# Excerpted passage:
A Family Holiday Tradition Continued

As a child, my favorite Holiday memories were getting to unwrap the yearly ornament from my Aunt.  I used to stare at them and analyze every detail.  Some were painted some sewn but each and every year a different ornament would appear with my name and year adorning it.  When I moved into my first home as an adult, I was given a box filled with my ornaments to start my own family tree with.  I have always grown up with a tree filled with handmade ornaments, what a gift it was to have this jump start. 

When I had my daughter I decided to continue the tradition my Aunt had so lovingly started.  I have more appreciation for her now then I did then!  It takes a lot to come up with a new theme every year!  When I started there were only seven children, this year there are 14 and soon to be 15!  Despite the time and the work I do love giving them!  My daughter will look at each as she puts it on our tree every year and tell me how old she was when we made them (my little helper, always).  I hope my nieces and nephews look forward to them as much as I did.

 This year I made Christmas Stick Ponies.  The process this year turned out to be more involved than I had expected but I like how they turned out.  I started by watercoloring my ponies and then creating the fabric which you can purchase here.  I set it up so that you can order just enough fabric to do a single pony with test swatch, six horses on a fat quarter, or a full two dozen per yard.  If you sew, I'm sure this is pretty straight forward.

# Material:
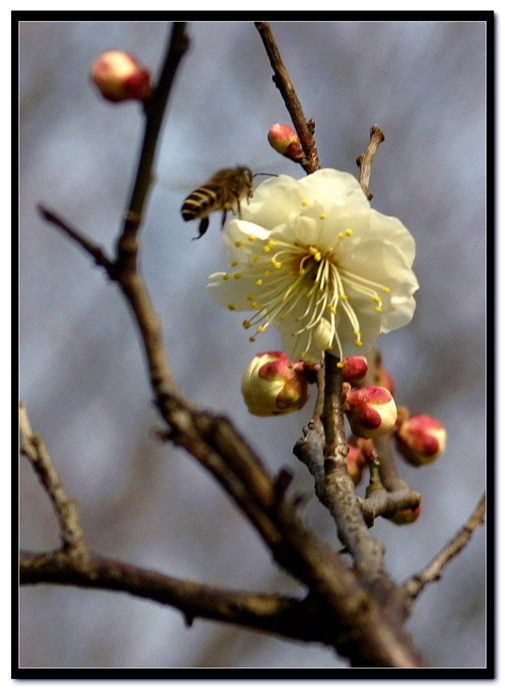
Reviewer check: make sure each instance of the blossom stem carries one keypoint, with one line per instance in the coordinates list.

# Task A:
Say whether each statement below agrees with the holiday ornament post. Answer yes or no for each, and quote the deciding words from the post.
(i) The aunt gave a different ornament each year.
(ii) Fifteen children receive an ornament this year.
(iii) The fabric can be ordered to make six horses on a fat quarter.
# Task B:
From the holiday ornament post, reproduce the passage that begins at the words "This year I" and stops after the words "pretty straight forward.".

# Final answer A:
(i) Yes: "each and every year a different ornament would appear with my name and year adorning it"
(ii) No: "this year there are 14 and soon to be 15!"
(iii) Yes: "six horses on a fat quarter"

# Final answer B:
This year I made Christmas Stick Ponies.  The process this year turned out to be more involved than I had expected but I like how they turned out.  I started by watercoloring my ponies and then creating the fabric which you can purchase here.  I set it up so that you can order just enough fabric to do a single pony with test swatch, six horses on a fat quarter, or a full two dozen per yard.  If you sew, I'm sure this is pretty straight forward.